De São Paulo, SP.
14 de dezembro de 2012 poderia ter sido mais um dia tranquilo de inverno, na pacata cidade de Newton, com cerca de 30.000 habitantes, localizada no condado de Fairfield, no estado de Connecticut – EUA.
No entanto, as 09h35 da manha, Adam Lanza, um adolescente de 20 anos, entrou na Sandy Hook Elementary School, uma escola de ensino fundamental e atirou em 26 pessoas, das quais 20 eram crianças com idades entre seis e sete anos e as outras 06 eram funcionários e professores da escola.
Diante da comoção nacional, toda a população americana se mobilizou, na esperança de amenizar a dor e o trauma das crianças sobreviventes. De acordo com o New York Times, foram enviados 60.000 ursinhos de pelúcia e mais bicicletas do que o número de crianças na cidade de Newton.
As doações, que incluíam flores, brinquedos e uma serie de outros itens, chegavam aos montes, transportadas por caminhões que congestionaram os cruzamentos da pequena cidade. Sem ter onde armazenar as doações a prefeitura decidiu incinerar as flores e os ursinhos com a promessa de incorporar as “cinzas sagradas” em um memorial a ser construído para as vitimas.
Desperdício semelhante com doações foi notado em outras catástrofes, como no Ciclone Tropical Winston nas Ilhas Fiji, no Furacão Maria em Porto Rico e no massacre da população civil do Timor-Leste por forças militares pró-Indonésia, inconformadas com a declaração de independência.
Analisando as respostas ao Ciclone Tropical Pam, de março de 2015, o segunda mais forte a atingir a região sul do Pacifico e ao Ciclone Winston, de fevereiro de 2016, a pior tempestade da historia do hemisfério sul até hoje, a Cruz Vermelha Australiana descobriu que as doações de bens tangíveis - como cobertores, roupas e demais artigos físicos - enviadas pela Austrália para as regiões atingidas, criaram custos consideráveis para os governos locais e interromperam a cadeia de suprimentos humanitários.
Um relatório da Cruz Vermelha da Austrália mostra que nos poucos dias que se seguiriam ao Ciclone Tropical Winston, as Ilhas Fiji receberam 133 containers (entregues por navios) e 8.147 peças de carga solta (variando de pacotes a pallets) totalizando 83.315 metros cúbicos de mercadoria: o bastante para encher 33 piscinas olímpicas.
Apesar das inúmeras campanhas pedindo doações em dinheiro, as pessoas insistem em doar bens. Isso bloqueia a chegada de suprimentos vitais, termina muitas vezes indo parar em aterros sanitários e custam milhões de reais para armazenagem e distribuição—ironicamente, causando impactos negativos nos esforços prioritários para salvar vidas.
Mas afinal, quando uma catástrofe acontece, porque em vez de enviar dinheiro as pessoas doam bens, cujo transporte muitas vezes é impraticável e que nem sempre são úteis? Existe algum meio efetivo para dissuadi-los?

Segmento de dados
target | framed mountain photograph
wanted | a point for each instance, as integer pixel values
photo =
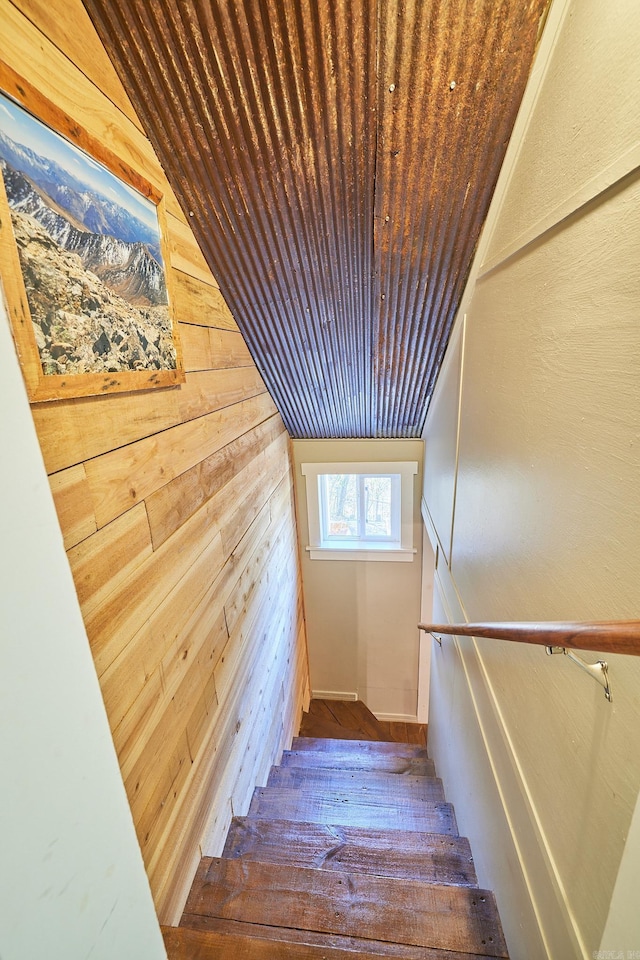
(82, 262)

Tarefas propostas
(1) Transcreva fielmente o trecho do excerto que vai de "Analisando as respostas" a "33 piscinas olímpicas.".
(2) Responda, com base no excerto, às perguntas abaixo:
(a) Segundo o New York Times, quantos ursinhos de pelúcia foram enviados?
(b) O que a prefeitura decidiu fazer com as flores e os ursinhos?
(c) Quantos containers as Ilhas Fiji receberam após o Ciclone Tropical Winston?
(3) Resuma o excerto em duas frases.
Recorra exclusivamente ao excerto.

Respostas às tarefas
(1)
Analisando as respostas ao Ciclone Tropical Pam, de março de 2015, o segunda mais forte a atingir a região sul do Pacifico e ao Ciclone Winston, de fevereiro de 2016, a pior tempestade da historia do hemisfério sul até hoje, a Cruz Vermelha Australiana descobriu que as doações de bens tangíveis - como cobertores, roupas e demais artigos físicos - enviadas pela Austrália para as regiões atingidas, criaram custos consideráveis para os governos locais e interromperam a cadeia de suprimentos humanitários.
Um relatório da Cruz Vermelha da Austrália mostra que nos poucos dias que se seguiriam ao Ciclone Tropical Winston, as Ilhas Fiji receberam 133 containers (entregues por navios) e 8.147 peças de carga solta (variando de pacotes a pallets) totalizando 83.315 metros cúbicos de mercadoria: o bastante para encher 33 piscinas olímpicas.

(2)
(a) 60.000 ursinhos de pelúcia.
(b) Incinerá-los.
(c) 133 containers.

(3) Após o ataque à Sandy Hook Elementary School, em 14 de dezembro de 2012, a população americana enviou tantas doações que a prefeitura, sem ter onde armazená-las, decidiu incinerar as flores e os ursinhos. Desperdício semelhante foi notado em outras catástrofes, e a Cruz Vermelha Australiana descobriu que as doações de bens tangíveis criaram custos consideráveis para os governos locais e interromperam a cadeia de suprimentos humanitários.